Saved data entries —
###
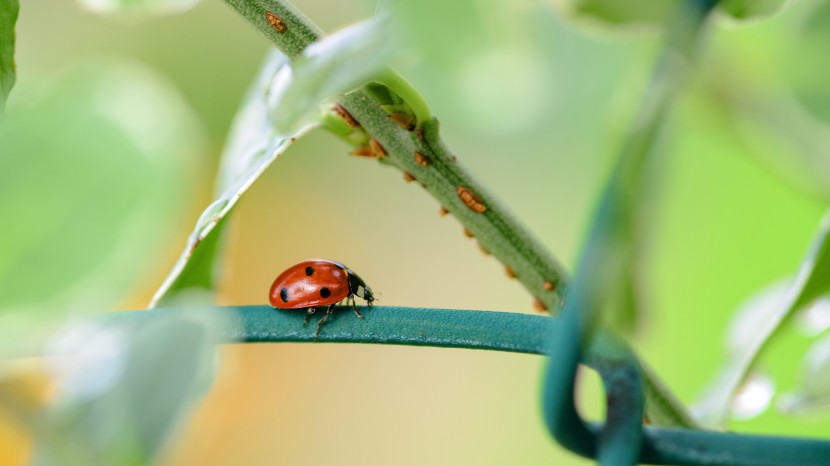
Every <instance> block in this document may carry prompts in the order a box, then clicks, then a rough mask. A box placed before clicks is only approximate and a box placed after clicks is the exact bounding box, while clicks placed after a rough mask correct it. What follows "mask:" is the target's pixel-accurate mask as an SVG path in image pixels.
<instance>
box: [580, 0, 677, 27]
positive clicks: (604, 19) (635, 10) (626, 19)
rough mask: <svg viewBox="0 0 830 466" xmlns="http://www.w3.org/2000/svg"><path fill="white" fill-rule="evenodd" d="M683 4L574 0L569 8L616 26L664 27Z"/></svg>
mask: <svg viewBox="0 0 830 466" xmlns="http://www.w3.org/2000/svg"><path fill="white" fill-rule="evenodd" d="M682 4H683V2H682V1H681V0H662V1H656V2H655V1H649V0H638V1H635V2H618V1H614V0H573V1H570V2H568V7H569V8H570V9H571V10H572V11H574V12H575V13H576V14H579V15H584V16H586V17H590V18H593V19H598V20H601V21H604V22H607V23H610V24H615V25H663V24H665V23H666V21H668V18H669V17H670V16H671V14H673V13H674V12H675V11H677V9H678V8H679V7H680V6H681V5H682Z"/></svg>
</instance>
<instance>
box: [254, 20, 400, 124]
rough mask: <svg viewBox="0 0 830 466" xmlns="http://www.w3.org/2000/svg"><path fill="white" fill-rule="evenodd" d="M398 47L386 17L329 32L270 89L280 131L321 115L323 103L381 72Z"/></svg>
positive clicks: (305, 52) (269, 98)
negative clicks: (392, 33) (327, 34)
mask: <svg viewBox="0 0 830 466" xmlns="http://www.w3.org/2000/svg"><path fill="white" fill-rule="evenodd" d="M398 47H399V44H398V41H397V40H396V37H395V36H394V35H393V34H391V32H390V31H389V30H388V28H387V27H386V22H385V21H383V20H381V19H379V18H372V19H369V20H366V21H362V22H360V23H357V24H354V25H351V26H349V27H346V28H344V29H340V30H338V31H337V32H335V33H333V34H331V35H328V36H325V37H323V38H322V39H320V40H319V41H317V42H314V43H312V44H311V45H309V46H308V47H306V48H305V49H304V50H303V53H302V54H301V55H300V56H299V57H297V58H296V59H295V60H294V62H293V63H292V64H291V66H290V67H289V66H286V67H283V68H282V69H281V70H280V72H279V73H278V74H277V75H275V76H274V80H273V83H274V85H275V88H272V89H270V90H269V92H268V102H269V108H270V112H271V118H272V119H273V121H274V124H275V127H276V129H277V131H281V132H291V131H294V130H296V128H298V127H299V126H302V125H303V124H305V123H306V122H308V121H310V120H313V119H315V118H316V117H318V113H319V109H320V106H321V105H325V104H328V105H327V107H326V109H327V108H328V107H330V104H331V99H332V98H334V97H336V96H337V95H340V94H344V93H346V92H349V91H352V90H354V89H356V88H358V87H360V86H362V85H364V84H366V83H367V82H369V81H371V80H372V79H373V78H376V77H378V76H379V75H381V74H386V67H385V65H386V62H387V60H388V59H389V58H390V57H391V56H392V55H393V54H394V53H395V52H396V51H397V49H398Z"/></svg>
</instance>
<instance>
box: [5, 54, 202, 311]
mask: <svg viewBox="0 0 830 466" xmlns="http://www.w3.org/2000/svg"><path fill="white" fill-rule="evenodd" d="M20 102H21V104H22V105H21V106H20V107H19V108H10V109H9V112H8V114H7V115H6V118H5V121H4V124H3V125H2V126H0V147H2V148H3V156H2V157H0V216H2V218H3V219H4V225H6V226H5V227H4V228H3V229H2V230H0V289H2V290H3V293H2V294H0V314H2V313H5V312H7V311H10V310H15V309H17V310H22V309H25V310H32V309H38V310H43V311H44V312H43V313H50V314H59V313H63V312H69V311H72V310H74V309H89V308H99V309H100V308H111V307H113V306H115V305H116V303H117V302H118V301H119V300H123V299H124V297H125V296H124V295H125V293H126V292H127V291H128V290H129V289H131V288H134V287H135V286H136V284H137V283H140V280H141V279H142V278H143V274H144V273H146V272H147V271H148V270H149V269H150V268H151V267H155V266H158V265H159V264H160V263H161V260H163V257H162V255H163V253H164V251H163V250H159V244H163V243H164V242H165V241H167V239H168V237H169V235H171V234H172V233H173V231H174V230H175V228H171V223H173V224H175V222H176V221H177V220H178V219H179V218H180V217H181V215H182V214H183V212H184V208H185V205H186V200H187V194H188V193H187V191H186V188H187V186H188V179H187V178H188V176H190V174H191V173H192V172H193V171H194V170H193V168H194V166H193V159H192V157H193V156H194V155H195V154H196V153H197V152H198V151H200V150H202V149H203V147H204V146H203V144H204V134H203V133H202V128H201V126H200V125H199V124H198V122H197V121H196V120H195V118H194V116H193V114H192V113H191V112H190V110H189V109H188V108H187V106H186V104H185V103H184V101H183V100H182V98H181V97H180V96H179V94H178V93H177V92H176V91H175V90H174V89H172V88H171V87H169V85H168V84H167V83H166V82H164V81H163V80H161V79H160V78H159V77H158V76H156V75H155V74H153V73H152V72H150V71H149V70H147V69H145V68H143V67H140V66H137V65H132V64H130V65H127V64H117V65H116V64H106V63H99V64H92V65H89V66H86V67H83V68H78V69H75V70H74V71H72V72H70V73H67V74H64V75H61V76H59V77H58V78H57V79H56V80H55V81H54V82H53V83H52V84H51V85H50V86H48V91H47V92H45V93H44V94H43V95H40V96H38V97H33V98H31V99H20ZM154 252H156V253H155V254H154Z"/></svg>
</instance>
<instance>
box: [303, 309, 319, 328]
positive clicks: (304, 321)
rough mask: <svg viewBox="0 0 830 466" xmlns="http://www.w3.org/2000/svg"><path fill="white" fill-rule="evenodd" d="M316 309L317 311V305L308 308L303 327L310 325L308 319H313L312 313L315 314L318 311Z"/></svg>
mask: <svg viewBox="0 0 830 466" xmlns="http://www.w3.org/2000/svg"><path fill="white" fill-rule="evenodd" d="M316 311H317V308H316V307H310V308H308V312H306V314H305V320H304V321H303V327H305V326H306V325H308V321H309V320H310V319H311V315H312V314H314V312H316Z"/></svg>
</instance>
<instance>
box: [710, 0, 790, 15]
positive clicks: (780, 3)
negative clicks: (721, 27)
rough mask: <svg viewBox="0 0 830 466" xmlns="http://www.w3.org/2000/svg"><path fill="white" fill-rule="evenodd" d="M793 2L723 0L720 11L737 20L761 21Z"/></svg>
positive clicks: (722, 0) (780, 0) (775, 12)
mask: <svg viewBox="0 0 830 466" xmlns="http://www.w3.org/2000/svg"><path fill="white" fill-rule="evenodd" d="M789 3H792V2H791V0H721V1H720V3H719V7H720V10H721V11H723V12H724V13H726V14H727V15H729V16H731V17H733V18H735V19H759V18H763V17H766V16H770V15H773V14H775V13H778V12H779V11H781V9H782V8H784V7H785V6H786V5H787V4H789Z"/></svg>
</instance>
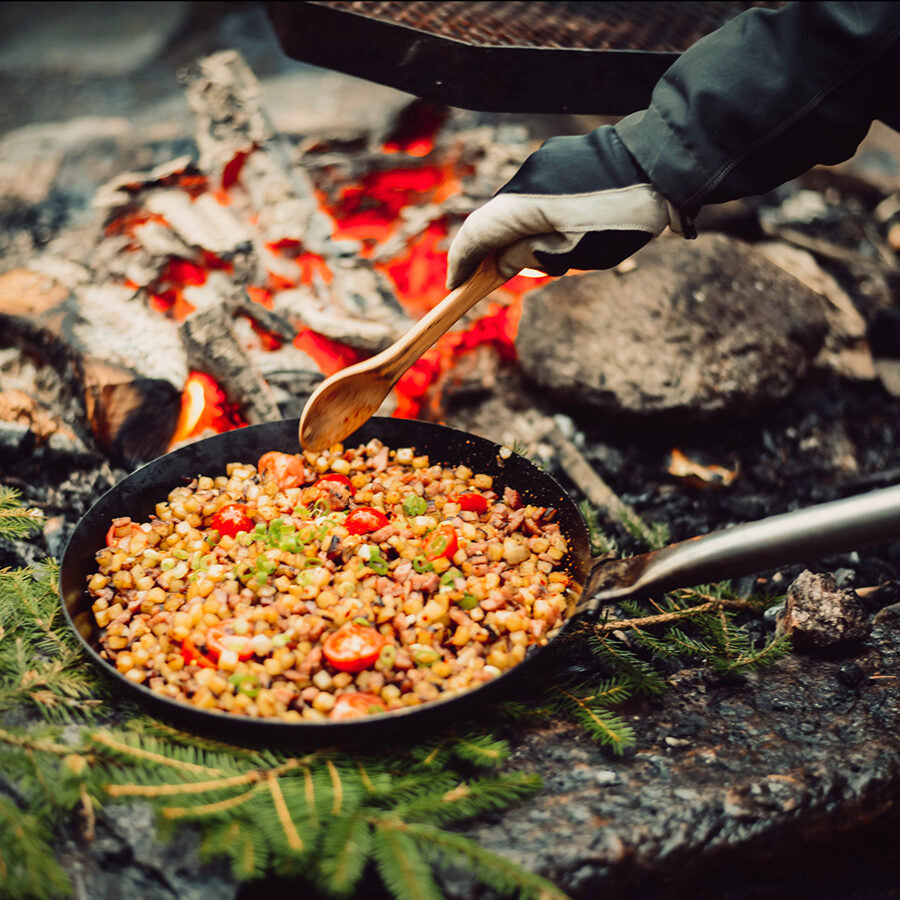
###
Report how many lines of the material contain the string "rough". Case counts, and the answer should be the number alone.

OUTPUT FOR THIS EXERCISE —
5